• _Activity_:
Return, word for word, only the lines from the one containing "task: segment the helmet horn stripe" through the last line of the entries.

Stored data:
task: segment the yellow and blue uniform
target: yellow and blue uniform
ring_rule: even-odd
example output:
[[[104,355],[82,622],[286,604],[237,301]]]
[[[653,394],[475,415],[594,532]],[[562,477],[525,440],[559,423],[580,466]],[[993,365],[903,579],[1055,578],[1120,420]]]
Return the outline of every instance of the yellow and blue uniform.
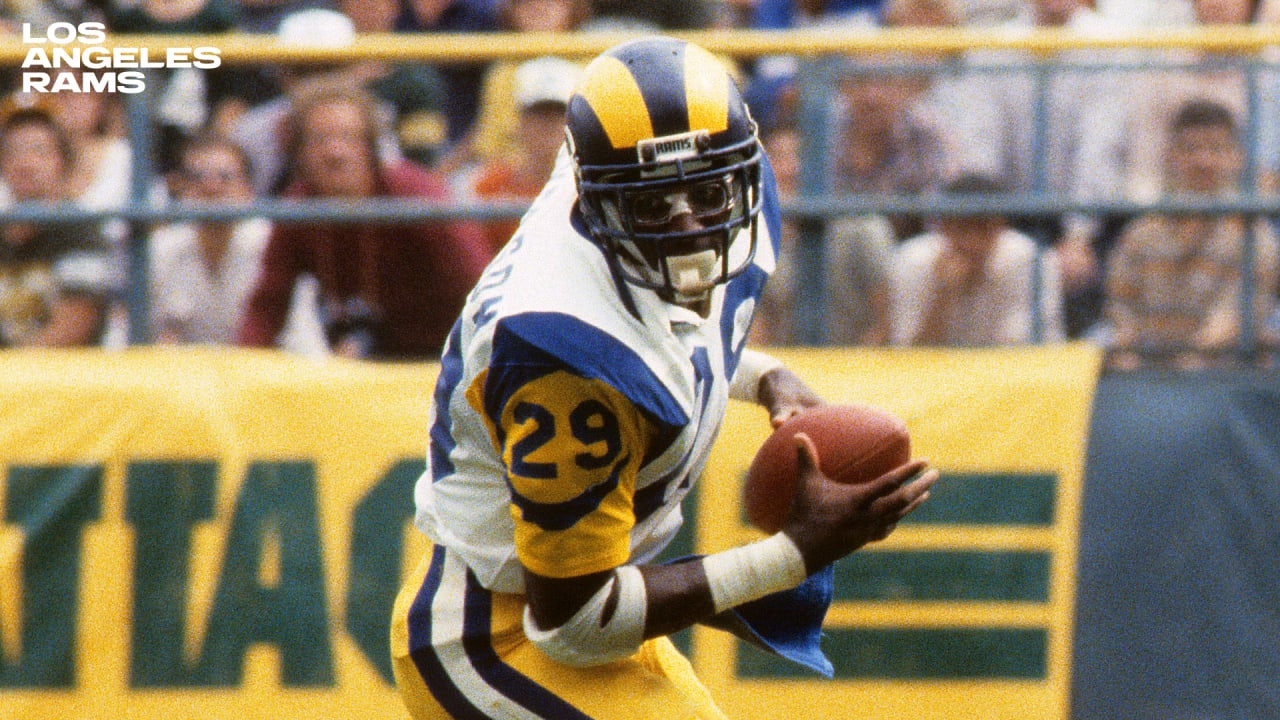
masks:
[[[471,293],[415,489],[433,549],[393,618],[418,717],[722,717],[665,639],[595,668],[547,658],[521,627],[523,568],[643,564],[679,529],[773,270],[778,206],[762,173],[755,257],[715,287],[705,318],[619,281],[581,226],[565,152]],[[748,245],[730,246],[731,264]]]

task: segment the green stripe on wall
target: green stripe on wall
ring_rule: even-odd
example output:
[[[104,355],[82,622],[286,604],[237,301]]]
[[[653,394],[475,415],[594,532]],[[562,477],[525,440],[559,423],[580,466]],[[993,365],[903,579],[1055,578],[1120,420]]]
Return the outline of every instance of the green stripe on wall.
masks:
[[[1044,679],[1048,632],[1028,628],[827,628],[841,680]],[[813,671],[738,642],[737,676],[812,679]]]
[[[1048,602],[1047,552],[862,550],[836,563],[837,600]]]
[[[946,473],[903,523],[1051,525],[1057,485],[1051,473]]]

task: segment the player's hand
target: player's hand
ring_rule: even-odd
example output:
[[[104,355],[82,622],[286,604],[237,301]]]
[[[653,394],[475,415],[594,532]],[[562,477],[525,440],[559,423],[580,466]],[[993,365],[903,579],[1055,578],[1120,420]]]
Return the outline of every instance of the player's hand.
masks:
[[[818,449],[796,435],[799,483],[782,531],[804,556],[809,574],[869,542],[883,540],[898,521],[929,498],[938,471],[924,460],[901,465],[869,483],[845,485],[818,467]],[[915,478],[914,482],[908,482]]]
[[[760,404],[769,411],[769,423],[778,427],[805,408],[825,404],[803,380],[785,367],[760,378]]]

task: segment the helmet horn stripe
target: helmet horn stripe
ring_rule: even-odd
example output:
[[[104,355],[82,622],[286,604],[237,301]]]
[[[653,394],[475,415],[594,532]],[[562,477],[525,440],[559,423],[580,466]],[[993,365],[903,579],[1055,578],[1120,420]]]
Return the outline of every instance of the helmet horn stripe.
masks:
[[[627,66],[612,57],[596,58],[592,65],[596,67],[587,68],[578,93],[600,121],[614,149],[653,137],[649,108]]]
[[[685,46],[684,88],[690,130],[729,127],[729,76],[723,63],[696,45]]]

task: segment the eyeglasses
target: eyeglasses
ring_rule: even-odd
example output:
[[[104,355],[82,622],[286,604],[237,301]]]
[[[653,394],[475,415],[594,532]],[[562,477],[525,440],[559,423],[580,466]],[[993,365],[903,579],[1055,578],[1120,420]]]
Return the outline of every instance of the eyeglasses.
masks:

• _Response to the task_:
task: segment the helmet horn stripe
target: helmet horn stripe
ring_rule: even-odd
example output:
[[[104,355],[82,622],[286,604],[237,301]]]
[[[653,394],[475,415],[594,532]],[[562,477],[525,440],[559,423],[580,466]],[[993,365],[903,579],[1055,578],[1120,420]]]
Return the outline of every instance of the helmet horn stripe.
masks:
[[[627,66],[612,57],[596,58],[592,65],[596,67],[587,68],[578,93],[600,121],[614,149],[653,137],[649,108]]]
[[[685,46],[684,88],[690,130],[729,127],[729,76],[723,63],[696,45]]]

task: segment the eyeglasses
target: eyeglasses
ring_rule: even-odd
example output:
[[[104,355],[82,622],[286,604],[237,301]]]
[[[653,394],[475,415],[594,532]],[[562,477],[525,440],[559,423],[580,466]],[[993,365],[903,579],[1055,578],[1120,420]]]
Return the outline of every instance of the eyeglasses.
masks:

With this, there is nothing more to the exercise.